* Article

┌────────

TIDMKIBO
RNS Number : 7171V
Kibo Energy PLC
11 April 2023
Kibo Energy PLC (Incorporated in Ireland)
(Registration Number: 451931)
(External registration number: 2011/007371/10)
LEI code: 635400WTCRIZB6TVGZ23
Share code on the JSE Limited: KBO
Share code on the AIM: KIBO
ISIN: IE00B97C0C31
('Kibo' or 'the Company')
Dated: 7am 11 April 2023
Kibo Energy PLC ('Kibo' or the 'Company')
Warrant Repricing, Convertible Loan Note Conversion and
Reprofiling of Investor Loan
Kibo Energy PLC (AIM: KIBO; AltX: KBO), the renewable
energy-focused development company, announces that following
extensive stakeholder engagement the Company has decided and agreed
upon several measures to ensure the Company's financial and
operational stability and to secure the continuation of the
Company's development plans as outlined in its operational update
RNS dated 6 April 2023.
These measures comprise the following three elements designed to
ensure the Company has further capital injections, to reduce its
immediate liabilities to improve the balance sheet and to
incentivise the Company's investors for longer-term returns:
-- Warrant Repricing - the repricing of all the Company's
1,128,024,625 unexercised warrants currently in issue and linked
with new incentive warrants, to be issued to warrant holders on
exercising their current Kibo warrants.
-- Convertible Loan Notes Conversion - the conversion of the
Company's 7% Convertible Loan Note Instrument issued on 7 January
2022, which has a current value (including interest) of GBP714,517,
to new ordinary Kibo shares of EUR0.001 par value each at a price
of 0.14 pence per share.
-- Bridge Loan Re-Profiling to amend it to a 24-month term loan
- the reprofiling of the Company's existing bridge loan facility as
announced in an RNS dated 16 February 2022, with a current balance
of GBP1,182,254 and currently due for payment on 28 April 2023.
As previously announced (RNSs dated 1 February 2023 and 6 April
2023), a key component of the Company's strategy is the proposed
spin-out of a new company, Ultimate Sustainable Energy ('USE'), to
be listed on the AIM Market ('AIM') of the London Stock Exchange
('LSE') via an initial public offering ('IPO'). It is envisioned
that USE will contain the Company's existing waste-to-energy
('WtE') and biofuel project portfolio and the Company will provide
the updated timing for the proposed IPO in the general update
referenced above.

└────────

* Stated task 1
For each statement, say yes or no on whether the Kibo Energy announcement supports it, and quote the words of the announcement that decide it.
(a) The convertible loan note instrument carries 5% interest.
(b) The existing bridge loan is currently due for payment on 28 April 2023.
(c) Ultimate Sustainable Energy is to be listed on the AIM Market of the London Stock Exchange.
* Stated task 2
Answer these from the Kibo Energy announcement:
(a) How many unexercised warrants are covered by the repricing?
(b) What is the current balance of the bridge loan facility?
(c) What is the proposed spin-out company, Ultimate Sustainable Energy, envisioned to contain?
Work only from the Kibo Energy announcement above, without outside sources.

* Listed entries
┌────────

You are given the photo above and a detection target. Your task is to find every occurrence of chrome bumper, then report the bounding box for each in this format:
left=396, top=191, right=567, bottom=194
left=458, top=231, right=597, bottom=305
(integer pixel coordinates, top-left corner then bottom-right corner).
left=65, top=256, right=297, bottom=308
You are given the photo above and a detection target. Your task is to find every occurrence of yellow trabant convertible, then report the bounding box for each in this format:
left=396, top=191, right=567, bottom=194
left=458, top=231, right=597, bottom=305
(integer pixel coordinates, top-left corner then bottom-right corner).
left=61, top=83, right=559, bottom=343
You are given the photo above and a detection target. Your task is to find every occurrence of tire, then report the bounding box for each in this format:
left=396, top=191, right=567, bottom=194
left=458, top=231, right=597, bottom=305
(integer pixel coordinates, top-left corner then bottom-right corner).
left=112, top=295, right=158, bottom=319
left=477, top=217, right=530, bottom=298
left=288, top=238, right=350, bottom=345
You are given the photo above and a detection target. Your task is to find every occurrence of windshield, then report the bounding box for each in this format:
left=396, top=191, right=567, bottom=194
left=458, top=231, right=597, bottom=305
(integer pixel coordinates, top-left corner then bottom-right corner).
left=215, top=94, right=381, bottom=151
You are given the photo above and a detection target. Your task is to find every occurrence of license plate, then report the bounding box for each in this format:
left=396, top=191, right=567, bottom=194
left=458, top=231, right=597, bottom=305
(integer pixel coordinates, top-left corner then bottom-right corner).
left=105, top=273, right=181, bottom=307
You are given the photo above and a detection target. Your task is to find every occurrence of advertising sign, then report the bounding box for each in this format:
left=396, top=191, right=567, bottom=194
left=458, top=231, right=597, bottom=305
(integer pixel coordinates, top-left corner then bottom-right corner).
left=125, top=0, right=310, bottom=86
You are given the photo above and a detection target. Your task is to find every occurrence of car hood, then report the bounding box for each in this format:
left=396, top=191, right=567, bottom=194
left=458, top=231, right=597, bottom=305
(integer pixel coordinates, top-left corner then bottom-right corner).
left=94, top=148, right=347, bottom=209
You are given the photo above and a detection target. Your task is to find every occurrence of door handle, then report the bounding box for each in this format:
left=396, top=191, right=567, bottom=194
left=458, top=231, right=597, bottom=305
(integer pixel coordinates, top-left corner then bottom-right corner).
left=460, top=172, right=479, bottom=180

└────────

* Problem solution 1
(a) No: "7% Convertible Loan Note Instrument"
(b) Yes: "currently due for payment on 28 April 2023"
(c) Yes: "to be listed on the AIM Market ('AIM') of the London Stock Exchange"

* Problem solution 2
(a) 1,128,024,625
(b) GBP1,182,254
(c) The Company's existing waste-to-energy (WtE) and biofuel project portfolio